_Challenge_.
Please rewrite everything from the line containing "Where can the stack" down to the line containing "x=251, y=370", both included, renaming "stack of fried sticks" to "pile of fried sticks" and leaving all else unchanged.

════════

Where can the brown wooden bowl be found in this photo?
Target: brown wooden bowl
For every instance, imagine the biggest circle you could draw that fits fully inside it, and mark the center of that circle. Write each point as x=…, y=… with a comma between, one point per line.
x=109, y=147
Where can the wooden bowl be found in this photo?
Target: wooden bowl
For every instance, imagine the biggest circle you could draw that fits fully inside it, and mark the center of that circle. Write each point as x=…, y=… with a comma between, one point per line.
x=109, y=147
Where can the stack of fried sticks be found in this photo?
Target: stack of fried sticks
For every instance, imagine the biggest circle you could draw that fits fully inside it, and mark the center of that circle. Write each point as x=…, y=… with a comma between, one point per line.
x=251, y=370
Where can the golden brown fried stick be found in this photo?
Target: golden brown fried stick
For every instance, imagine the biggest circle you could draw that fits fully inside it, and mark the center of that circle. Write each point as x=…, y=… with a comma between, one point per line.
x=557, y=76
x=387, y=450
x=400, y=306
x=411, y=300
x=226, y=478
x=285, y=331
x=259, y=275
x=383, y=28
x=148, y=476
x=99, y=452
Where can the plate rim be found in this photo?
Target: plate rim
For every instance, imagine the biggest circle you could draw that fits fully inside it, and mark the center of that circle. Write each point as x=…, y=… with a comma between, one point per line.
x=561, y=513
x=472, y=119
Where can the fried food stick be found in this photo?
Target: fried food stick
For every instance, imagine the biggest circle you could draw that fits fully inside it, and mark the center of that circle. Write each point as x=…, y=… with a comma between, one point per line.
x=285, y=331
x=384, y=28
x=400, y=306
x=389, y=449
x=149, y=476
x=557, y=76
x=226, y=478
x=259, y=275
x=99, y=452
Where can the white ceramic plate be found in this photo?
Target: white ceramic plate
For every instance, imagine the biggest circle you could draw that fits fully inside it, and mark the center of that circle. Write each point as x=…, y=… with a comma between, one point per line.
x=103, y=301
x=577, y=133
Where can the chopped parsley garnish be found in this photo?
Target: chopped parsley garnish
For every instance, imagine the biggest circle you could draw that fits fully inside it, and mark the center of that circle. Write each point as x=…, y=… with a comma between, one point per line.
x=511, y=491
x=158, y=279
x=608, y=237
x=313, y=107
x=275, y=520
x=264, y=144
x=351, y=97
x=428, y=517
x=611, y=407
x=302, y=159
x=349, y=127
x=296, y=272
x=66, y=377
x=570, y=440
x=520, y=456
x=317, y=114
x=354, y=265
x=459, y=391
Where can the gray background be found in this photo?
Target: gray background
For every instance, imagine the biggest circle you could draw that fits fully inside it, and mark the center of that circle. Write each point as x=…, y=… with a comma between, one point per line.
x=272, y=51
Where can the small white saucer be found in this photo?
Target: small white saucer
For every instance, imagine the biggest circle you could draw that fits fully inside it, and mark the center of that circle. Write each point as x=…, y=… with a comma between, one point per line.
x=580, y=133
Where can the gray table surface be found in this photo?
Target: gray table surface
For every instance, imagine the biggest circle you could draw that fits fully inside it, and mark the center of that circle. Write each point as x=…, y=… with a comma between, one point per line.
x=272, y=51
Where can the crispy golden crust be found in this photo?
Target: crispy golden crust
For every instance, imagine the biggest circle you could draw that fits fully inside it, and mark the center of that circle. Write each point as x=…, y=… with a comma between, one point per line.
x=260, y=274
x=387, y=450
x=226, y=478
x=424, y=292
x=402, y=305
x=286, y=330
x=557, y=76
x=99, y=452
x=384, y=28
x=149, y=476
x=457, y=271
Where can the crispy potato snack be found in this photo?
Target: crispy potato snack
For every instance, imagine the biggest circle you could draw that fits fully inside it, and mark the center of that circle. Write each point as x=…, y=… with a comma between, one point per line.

════════

_Written solution_.
Where can the pile of fried sticks be found in this photo?
Target: pile of fried sticks
For every instance, imagine the biggest circle you could draw that fits fully inside it, and mark the center of that circle. Write each point as x=…, y=… with a comma between, one point per line.
x=251, y=370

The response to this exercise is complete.